[Stored data]

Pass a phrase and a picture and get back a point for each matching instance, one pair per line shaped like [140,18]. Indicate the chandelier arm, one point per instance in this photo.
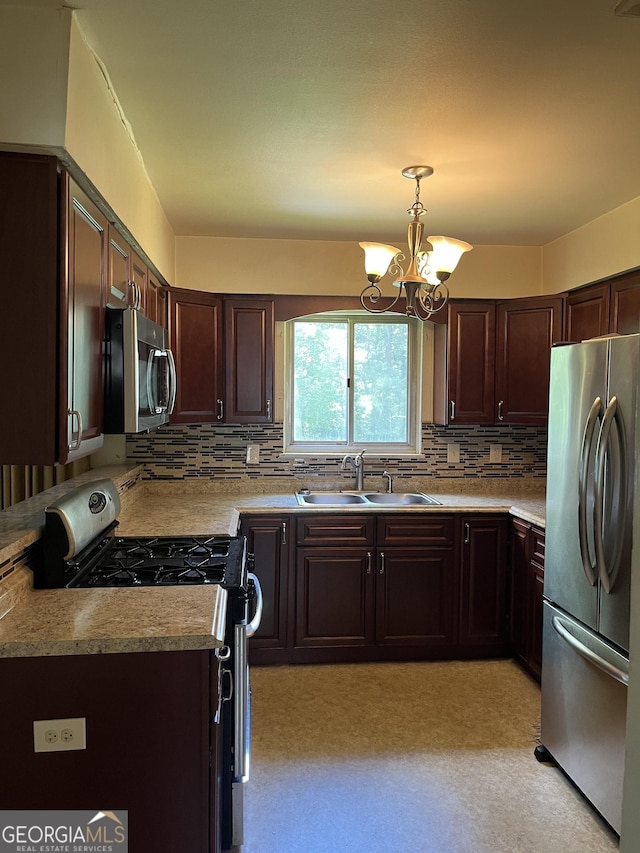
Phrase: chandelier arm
[374,297]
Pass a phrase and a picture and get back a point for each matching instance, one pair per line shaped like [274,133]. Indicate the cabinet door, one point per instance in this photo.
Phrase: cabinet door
[195,335]
[520,568]
[625,304]
[471,362]
[415,597]
[248,361]
[86,249]
[587,313]
[526,330]
[483,599]
[267,540]
[334,597]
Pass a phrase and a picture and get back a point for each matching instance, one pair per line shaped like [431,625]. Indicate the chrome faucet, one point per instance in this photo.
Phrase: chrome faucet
[357,463]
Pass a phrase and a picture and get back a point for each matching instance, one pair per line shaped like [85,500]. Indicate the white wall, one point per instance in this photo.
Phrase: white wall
[34,50]
[600,249]
[102,146]
[236,265]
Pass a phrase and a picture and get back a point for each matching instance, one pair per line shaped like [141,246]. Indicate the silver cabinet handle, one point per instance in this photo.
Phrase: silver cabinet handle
[76,438]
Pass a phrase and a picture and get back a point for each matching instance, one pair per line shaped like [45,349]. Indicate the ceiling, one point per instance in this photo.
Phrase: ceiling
[294,118]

• Requirements:
Rewrite every line of the items above as a Markdown table with the columns "No." and "Line," giving each line a row number and skipping blank lines. Leave the pictures out of the table.

• Answer to the task:
| No. | Line |
|---|---|
| 1 | Pass a phrase and a picture and get back a point for each matching instance, one pair per line shaped like [140,18]. Indicate the chandelier arm, one point per instance in this photo. |
| 2 | Phrase: chandelier arm |
| 3 | [374,297] |
| 4 | Pass a phrase and a picture and get back a point for each matching instance, one pair per line shaped like [274,133]. Indicate the cabinet door, one point per instance in this photo. |
| 5 | Phrase: cabinet door |
| 6 | [195,335] |
| 7 | [520,568] |
| 8 | [625,304] |
| 9 | [471,362] |
| 10 | [415,597] |
| 11 | [248,361] |
| 12 | [86,249] |
| 13 | [587,313] |
| 14 | [526,330] |
| 15 | [483,599] |
| 16 | [267,540] |
| 17 | [334,597] |
| 18 | Pass a phrase and a picture and get back a point for each matching instance, one pair per line shaped like [431,625]. Indicate the chrome faucet, one point per instance in this photo. |
| 19 | Phrase: chrome faucet |
| 20 | [357,463] |
| 21 | Pass a phrase and a picture and get back a point for each matching instance, one pair per line shaped like [85,500]. Indicate the white wall, one point per instance in this photo. |
| 22 | Phrase: white wall |
| 23 | [34,50] |
| 24 | [600,249] |
| 25 | [102,146] |
| 26 | [236,265] |
| 27 | Pass a phrase and a picture and get back a point for each matching instance, one pair per line shaped like [141,246]. Indicate the silver cabinet handle, one point per instance in this photo. |
| 28 | Phrase: silver cabinet handle |
| 29 | [76,438] |
| 30 | Pass a phrase and a picture and get back a point for each matching instance, one pair per line shaped like [45,349]. Indicate the ceiling, one point per instance in this photo. |
| 31 | Phrase: ceiling |
| 32 | [294,118] |